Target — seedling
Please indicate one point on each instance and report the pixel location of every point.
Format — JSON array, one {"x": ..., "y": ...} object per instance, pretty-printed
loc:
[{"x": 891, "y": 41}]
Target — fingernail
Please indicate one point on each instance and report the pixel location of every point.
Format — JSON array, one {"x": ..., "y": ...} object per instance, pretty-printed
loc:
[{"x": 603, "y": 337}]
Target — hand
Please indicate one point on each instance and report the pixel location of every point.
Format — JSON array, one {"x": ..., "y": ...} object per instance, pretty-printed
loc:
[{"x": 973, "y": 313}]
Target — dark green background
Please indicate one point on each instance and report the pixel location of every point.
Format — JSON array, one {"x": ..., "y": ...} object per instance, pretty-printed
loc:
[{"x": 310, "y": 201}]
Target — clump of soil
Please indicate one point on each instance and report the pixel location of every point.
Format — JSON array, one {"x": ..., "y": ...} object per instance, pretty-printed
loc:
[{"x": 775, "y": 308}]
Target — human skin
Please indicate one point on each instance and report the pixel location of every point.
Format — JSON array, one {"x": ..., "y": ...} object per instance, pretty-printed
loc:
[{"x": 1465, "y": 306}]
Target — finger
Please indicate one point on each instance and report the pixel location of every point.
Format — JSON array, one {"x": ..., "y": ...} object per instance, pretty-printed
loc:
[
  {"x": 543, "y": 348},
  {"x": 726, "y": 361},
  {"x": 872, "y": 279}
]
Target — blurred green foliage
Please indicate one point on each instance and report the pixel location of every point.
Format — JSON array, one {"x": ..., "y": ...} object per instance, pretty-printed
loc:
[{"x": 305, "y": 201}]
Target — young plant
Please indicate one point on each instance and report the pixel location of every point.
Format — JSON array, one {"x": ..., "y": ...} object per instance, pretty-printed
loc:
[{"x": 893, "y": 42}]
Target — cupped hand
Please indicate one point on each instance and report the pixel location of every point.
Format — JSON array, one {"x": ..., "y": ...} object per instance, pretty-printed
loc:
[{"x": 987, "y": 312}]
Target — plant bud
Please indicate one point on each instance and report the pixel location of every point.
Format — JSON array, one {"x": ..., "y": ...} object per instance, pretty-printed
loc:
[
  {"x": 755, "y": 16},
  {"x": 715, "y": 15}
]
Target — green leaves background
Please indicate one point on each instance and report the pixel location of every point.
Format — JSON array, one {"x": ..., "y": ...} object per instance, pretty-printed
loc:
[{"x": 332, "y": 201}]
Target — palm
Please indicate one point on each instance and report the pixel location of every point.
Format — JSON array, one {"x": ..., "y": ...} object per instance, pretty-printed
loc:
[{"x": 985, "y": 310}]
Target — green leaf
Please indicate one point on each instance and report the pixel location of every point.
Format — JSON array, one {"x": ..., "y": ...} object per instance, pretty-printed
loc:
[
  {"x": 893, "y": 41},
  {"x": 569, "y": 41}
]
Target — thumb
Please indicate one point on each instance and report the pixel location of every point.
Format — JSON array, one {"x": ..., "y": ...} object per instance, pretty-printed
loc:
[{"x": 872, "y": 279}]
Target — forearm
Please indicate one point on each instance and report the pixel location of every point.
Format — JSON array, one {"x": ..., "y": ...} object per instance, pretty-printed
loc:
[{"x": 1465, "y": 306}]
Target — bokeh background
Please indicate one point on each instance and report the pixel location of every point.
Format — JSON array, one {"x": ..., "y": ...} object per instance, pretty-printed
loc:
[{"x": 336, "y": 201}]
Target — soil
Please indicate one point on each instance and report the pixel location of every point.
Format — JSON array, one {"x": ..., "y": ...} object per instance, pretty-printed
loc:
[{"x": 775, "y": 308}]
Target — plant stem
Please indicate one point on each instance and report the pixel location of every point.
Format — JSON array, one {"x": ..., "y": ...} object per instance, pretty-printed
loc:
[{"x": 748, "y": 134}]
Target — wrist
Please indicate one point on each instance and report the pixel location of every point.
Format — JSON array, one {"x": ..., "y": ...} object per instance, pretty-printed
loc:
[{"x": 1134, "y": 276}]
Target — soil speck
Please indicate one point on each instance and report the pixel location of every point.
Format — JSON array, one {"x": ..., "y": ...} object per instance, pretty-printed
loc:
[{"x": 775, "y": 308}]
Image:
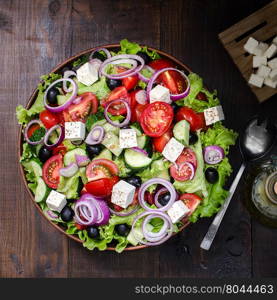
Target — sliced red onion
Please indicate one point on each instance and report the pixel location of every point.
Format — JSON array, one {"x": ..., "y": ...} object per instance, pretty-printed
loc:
[
  {"x": 57, "y": 109},
  {"x": 95, "y": 136},
  {"x": 67, "y": 74},
  {"x": 82, "y": 160},
  {"x": 158, "y": 238},
  {"x": 107, "y": 52},
  {"x": 172, "y": 96},
  {"x": 69, "y": 171},
  {"x": 30, "y": 124},
  {"x": 49, "y": 132},
  {"x": 130, "y": 72},
  {"x": 213, "y": 154},
  {"x": 141, "y": 97},
  {"x": 128, "y": 116},
  {"x": 164, "y": 183}
]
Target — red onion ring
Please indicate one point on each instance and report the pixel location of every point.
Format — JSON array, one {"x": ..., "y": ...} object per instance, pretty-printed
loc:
[
  {"x": 56, "y": 109},
  {"x": 172, "y": 97},
  {"x": 128, "y": 117},
  {"x": 164, "y": 183},
  {"x": 48, "y": 133},
  {"x": 31, "y": 123}
]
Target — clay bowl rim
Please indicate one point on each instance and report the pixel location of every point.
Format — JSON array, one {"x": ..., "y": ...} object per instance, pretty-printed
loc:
[{"x": 31, "y": 101}]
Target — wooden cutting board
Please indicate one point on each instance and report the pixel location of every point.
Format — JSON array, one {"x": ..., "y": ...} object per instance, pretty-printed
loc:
[{"x": 261, "y": 25}]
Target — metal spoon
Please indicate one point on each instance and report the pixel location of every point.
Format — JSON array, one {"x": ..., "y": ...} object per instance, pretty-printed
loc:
[{"x": 255, "y": 142}]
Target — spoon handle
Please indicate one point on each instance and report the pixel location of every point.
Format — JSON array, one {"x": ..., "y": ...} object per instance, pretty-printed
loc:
[{"x": 210, "y": 235}]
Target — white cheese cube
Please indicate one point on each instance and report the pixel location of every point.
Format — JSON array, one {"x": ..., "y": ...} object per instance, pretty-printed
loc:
[
  {"x": 160, "y": 93},
  {"x": 74, "y": 131},
  {"x": 56, "y": 201},
  {"x": 172, "y": 150},
  {"x": 213, "y": 114},
  {"x": 263, "y": 71},
  {"x": 260, "y": 49},
  {"x": 271, "y": 51},
  {"x": 250, "y": 45},
  {"x": 272, "y": 63},
  {"x": 88, "y": 73},
  {"x": 178, "y": 211},
  {"x": 123, "y": 194},
  {"x": 273, "y": 75},
  {"x": 127, "y": 138},
  {"x": 258, "y": 61},
  {"x": 256, "y": 80},
  {"x": 271, "y": 83}
]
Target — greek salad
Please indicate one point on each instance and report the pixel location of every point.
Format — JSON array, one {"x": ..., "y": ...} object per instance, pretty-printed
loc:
[{"x": 122, "y": 148}]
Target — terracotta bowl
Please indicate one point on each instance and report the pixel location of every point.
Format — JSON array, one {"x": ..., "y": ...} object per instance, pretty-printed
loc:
[{"x": 113, "y": 47}]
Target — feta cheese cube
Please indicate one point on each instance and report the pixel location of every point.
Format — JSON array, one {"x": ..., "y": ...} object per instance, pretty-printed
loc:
[
  {"x": 256, "y": 80},
  {"x": 258, "y": 61},
  {"x": 74, "y": 131},
  {"x": 172, "y": 150},
  {"x": 213, "y": 114},
  {"x": 178, "y": 211},
  {"x": 127, "y": 138},
  {"x": 160, "y": 93},
  {"x": 263, "y": 71},
  {"x": 250, "y": 45},
  {"x": 123, "y": 194},
  {"x": 272, "y": 63},
  {"x": 273, "y": 75},
  {"x": 260, "y": 49},
  {"x": 56, "y": 201},
  {"x": 87, "y": 73},
  {"x": 271, "y": 83},
  {"x": 271, "y": 51}
]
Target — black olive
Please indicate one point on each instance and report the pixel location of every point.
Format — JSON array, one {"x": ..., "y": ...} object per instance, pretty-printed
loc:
[
  {"x": 67, "y": 214},
  {"x": 122, "y": 229},
  {"x": 145, "y": 57},
  {"x": 113, "y": 83},
  {"x": 93, "y": 232},
  {"x": 52, "y": 95},
  {"x": 44, "y": 154},
  {"x": 193, "y": 138},
  {"x": 211, "y": 175},
  {"x": 164, "y": 198},
  {"x": 93, "y": 150},
  {"x": 134, "y": 180}
]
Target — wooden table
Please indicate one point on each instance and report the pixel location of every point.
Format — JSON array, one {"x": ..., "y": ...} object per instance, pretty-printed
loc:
[{"x": 37, "y": 35}]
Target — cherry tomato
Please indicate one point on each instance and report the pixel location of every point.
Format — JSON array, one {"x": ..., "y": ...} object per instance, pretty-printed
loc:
[
  {"x": 156, "y": 118},
  {"x": 48, "y": 118},
  {"x": 196, "y": 120},
  {"x": 50, "y": 171}
]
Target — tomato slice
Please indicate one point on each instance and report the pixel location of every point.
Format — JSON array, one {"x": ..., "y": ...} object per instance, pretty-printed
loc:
[
  {"x": 50, "y": 171},
  {"x": 156, "y": 118},
  {"x": 160, "y": 142},
  {"x": 191, "y": 201},
  {"x": 80, "y": 111},
  {"x": 101, "y": 168},
  {"x": 48, "y": 118},
  {"x": 118, "y": 108}
]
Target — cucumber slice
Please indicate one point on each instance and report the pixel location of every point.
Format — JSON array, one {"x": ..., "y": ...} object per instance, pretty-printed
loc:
[
  {"x": 70, "y": 155},
  {"x": 181, "y": 132},
  {"x": 42, "y": 191},
  {"x": 136, "y": 160}
]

**Consigne:** Peux-tu recopier à l'identique les lignes, de celle qui contient « Target — black olive » jusqu'à la dernière ligne incluse ?

**Résultat:**
Target — black olive
Please indicate one point on each instance and report the pixel location of every point.
Format — JSON array, one {"x": ..., "y": ...} object per instance, pretty-printed
loc:
[
  {"x": 67, "y": 214},
  {"x": 122, "y": 229},
  {"x": 145, "y": 57},
  {"x": 113, "y": 83},
  {"x": 93, "y": 232},
  {"x": 52, "y": 95},
  {"x": 44, "y": 154},
  {"x": 193, "y": 138},
  {"x": 211, "y": 175},
  {"x": 164, "y": 198},
  {"x": 93, "y": 150},
  {"x": 134, "y": 180}
]
Target — wooden table
Please indicate one point on each instance and report the pixel location of every point.
Format — JSON array, one {"x": ..., "y": ...} object per instance, pretty-printed
loc:
[{"x": 37, "y": 35}]
Target — cherry tomato
Please indicate one point on each instance and report the pixel location of every point.
Format — JSON array, one {"x": ..., "y": ...} object per instance, pretty-printed
loc:
[
  {"x": 156, "y": 118},
  {"x": 48, "y": 118},
  {"x": 196, "y": 120},
  {"x": 50, "y": 171}
]
Target — tomato slice
Please indicate one point on each instance and report the pixel location of every point.
Format — JSON array, one {"x": ..., "y": ...} object per instance, pretty-printed
loc:
[
  {"x": 50, "y": 171},
  {"x": 156, "y": 118},
  {"x": 160, "y": 142},
  {"x": 191, "y": 201},
  {"x": 80, "y": 111},
  {"x": 101, "y": 168},
  {"x": 48, "y": 118},
  {"x": 118, "y": 108}
]
Target — cucumber slice
Please indicate one point on each instance and report the pixel location of every point.
Format — JSON array, one {"x": ..., "y": ...} object per instance, pretty-printed
loc:
[
  {"x": 70, "y": 155},
  {"x": 181, "y": 132},
  {"x": 42, "y": 191},
  {"x": 136, "y": 160}
]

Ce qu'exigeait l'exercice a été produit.